TEXTO DEL DOCUMENTO
La cooperación entre Rumsfeld y Sadam en 1983 reforzó la presencia estadounidense en el Golfo Pérsico y frenó la influencia de Irán. Pero aquella presencia escondió la ayuda de la CIA a los talibanes afganos, que entonces también eran amigos porque luchaban contra la URSS.

La colaboración con los talibanes tampoco estuvo exenta de una intoxicación característica, que aún pervive en las crónicas periodísticas: la inteligencia estadounidense comenzó a ayudar a los talibanes seis meses antes de la intervención soviética en Afganistán, como confesó el director de la CIA, Robert Gates, en sus memorias y confirmó también Zbigniew Brzezinski.

Según Brzezinski, el 3 de julio de 1979 el presidente Carter firmó la primera directiva sobre la ayuda clandestina a los opositores al gobierno de Kabul. Ese mismo día escribió un memorando al presidente en el que le explicaba que, en su opinión, la ayuda a los talibanes conduciría a una intervención militar del ejército soviético en Afganistán.

La propaganda imperialista atribuyó la responsailidad de la destrucción de las Torres Gemelas en Nueva York a Bin Laden que, según decían, se escondía en Afganistán. Por lo tanto, al llegar al Pentágono Rumsfeld se encontró en la otra orilla del río. Dos viejos amigos, Sadam Hussein y Bin Laden se había convertido en sus enemigos oficiales.

(Registros del conjunto de datos)
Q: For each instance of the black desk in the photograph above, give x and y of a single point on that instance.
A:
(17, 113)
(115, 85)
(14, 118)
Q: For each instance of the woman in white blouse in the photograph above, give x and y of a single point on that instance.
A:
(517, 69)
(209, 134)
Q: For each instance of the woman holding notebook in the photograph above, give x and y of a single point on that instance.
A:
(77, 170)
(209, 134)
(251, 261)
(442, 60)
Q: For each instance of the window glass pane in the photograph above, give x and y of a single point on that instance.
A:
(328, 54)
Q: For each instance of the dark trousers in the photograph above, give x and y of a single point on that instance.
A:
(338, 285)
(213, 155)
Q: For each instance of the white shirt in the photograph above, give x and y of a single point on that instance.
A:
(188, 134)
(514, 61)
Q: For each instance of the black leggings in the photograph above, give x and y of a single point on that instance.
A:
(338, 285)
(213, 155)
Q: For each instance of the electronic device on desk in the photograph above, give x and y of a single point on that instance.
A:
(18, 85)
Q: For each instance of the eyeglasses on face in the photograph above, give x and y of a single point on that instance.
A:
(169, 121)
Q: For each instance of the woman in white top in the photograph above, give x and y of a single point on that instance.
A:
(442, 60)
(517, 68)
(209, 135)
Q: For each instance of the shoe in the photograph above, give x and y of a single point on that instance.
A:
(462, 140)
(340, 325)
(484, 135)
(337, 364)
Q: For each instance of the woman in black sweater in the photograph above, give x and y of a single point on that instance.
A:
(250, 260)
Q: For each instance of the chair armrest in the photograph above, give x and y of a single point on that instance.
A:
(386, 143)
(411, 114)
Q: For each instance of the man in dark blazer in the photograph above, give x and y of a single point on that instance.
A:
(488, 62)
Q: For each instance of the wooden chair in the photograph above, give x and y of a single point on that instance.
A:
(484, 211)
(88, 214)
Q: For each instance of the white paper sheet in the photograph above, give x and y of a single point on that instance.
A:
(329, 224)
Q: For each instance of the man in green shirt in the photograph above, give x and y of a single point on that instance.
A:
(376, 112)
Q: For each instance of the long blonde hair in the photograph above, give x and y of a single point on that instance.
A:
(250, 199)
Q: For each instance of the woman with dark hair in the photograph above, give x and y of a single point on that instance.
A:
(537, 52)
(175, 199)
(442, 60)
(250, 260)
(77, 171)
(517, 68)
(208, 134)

SOBRE ESTA TAREA
Según el texto sobre la ayuda de la CIA a los talibanes, ¿en qué fecha firmó el presidente Carter la primera directiva sobre la ayuda clandestina a los opositores al gobierno de Kabul?

ESPACIO DE RESPUESTA
El 3 de julio de 1979.